### Requirements
1. In the interview text, what is the name of the ice cream business Valerie Madon runs in her spare time?
2. Write out the interview text word for word from "Valerie> Too many" up to and including "sell it well.".

### Text section
%%

Valerie Madon, CCO for VMLY&R Asia had no idea a career in advertising existed growing up and had decided she was happy to live her life as a greeting card designer. Despite dropping out of university after a year she has had a colourful career working at Havas and on briefs with brands such as Procter & Gamble, GSK and Burger King.


Citing ‘burning out’ as the reason for taking a break from the industry, Valerie turned her sights to a creative role in Facebook before returning to agencies a few years ago.

 

Now, she likens her role as CCO to an artist with a canvas and in her spare time runs a successful ice cream business imaginatively called Licktionary. Valerie explains to LBB’s Natasha Patel what has driven her to succeed and her passion for her side project.

 

 

 

LBB> Did you always want to work in the creative industry?

 

Valerie> Yes. I quit university after one year because it had nothing to do with art. And art, from a young age, was the only thing that consistently brought me joy during my school years. I loved painting and couldn’t stop, and would have initially studied fine arts, but thought it unlikely that I would be able to make a living from it.

 

Then I was tempted to take up fashion design, but was discouraged by my friends who were in art school because I came from a humble background and my family would never be able to send me to Paris or anywhere to excel in fashion. So eventually, I graduated from Visual Communications at Nanyang Academy of Fine Arts, thinking I would be a greeting card designer for the rest of my career. I had no idea that the advertising world existed and had definitely never heard of an ECD or CCO even after I left school.

 

 

LBB> Have you ever thought of yourself as a female powerhouse?

 

Valerie> Never. Oprah Winfrey is a powerhouse. Our late Prime Minister Lee Kuan Yew is an undeniable powerhouse. I’m nowhere near that status. Furthermore, I never see myself as female or male.

 

I’m a creative like any other creative who had the fortune of crossing paths with some of the best mentors in this business, great bosses who kept pushing me to rise above and God-sent opportunities to set me on the right path.

 

 

LBB> Is it important, in your opinion, to have diversity in leadership?

 

Valerie> Extremely important. I have witnessed how diversity leads to new perspectives and hence more learning from one another. Diversity in leadership leads to diverse hiring throughout the office because it’s human nature to lean towards the circle of talent we know and by sheer connections we have from the past, it’s common to know more people like ourselves. So diversity instantly creates a new pool of talent we would not have known otherwise.

 

 

LBB> What does the day-to-day in your role entail?

 

Valerie> Too many meetings but I guess it’s necessary to keep business going. Every day we are identifying new businesses that we can go after, working on regional pitches to make sure the creative brief is inspiring for the creatives to work on. Providing inspiration to free the minds but also steer the team in the right direction. Preparing for ‘the show’ and constantly improving on my ‘performance’ because very few can really say they have perfected the art of presentation. What we create is highly subjective and it’s critical to sell it well.

 

But what makes me really happy is finding the opportunity to work with clients who makes me think creatively every day. An artist needs a canvas and when I get the opportunity to work on a great brief, I am fired up again. We have great brands like Caltex and Heinz and doing great work for them is what keeps me going. When you focus on the work, everything follows. PR for the office and morale of the agency is instantly boosted.

 

 

LBB> What would you say has been your favourite project to date?

%%

### Data lines
%%

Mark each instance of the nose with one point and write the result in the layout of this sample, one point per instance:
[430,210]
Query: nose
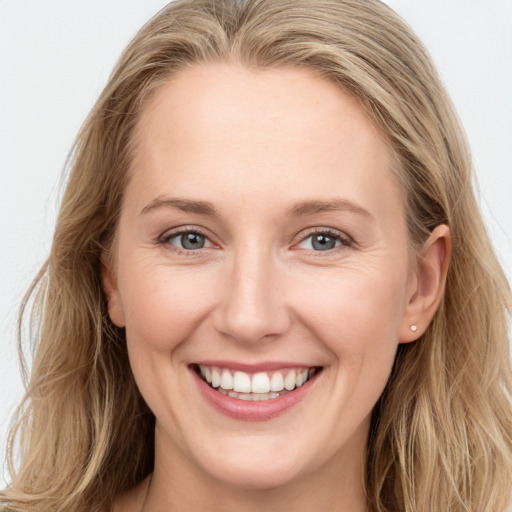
[251,306]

%%

### Worked solutions
1. Licktionary

2.
Valerie> Too many meetings but I guess it’s necessary to keep business going. Every day we are identifying new businesses that we can go after, working on regional pitches to make sure the creative brief is inspiring for the creatives to work on. Providing inspiration to free the minds but also steer the team in the right direction. Preparing for ‘the show’ and constantly improving on my ‘performance’ because very few can really say they have perfected the art of presentation. What we create is highly subjective and it’s critical to sell it well.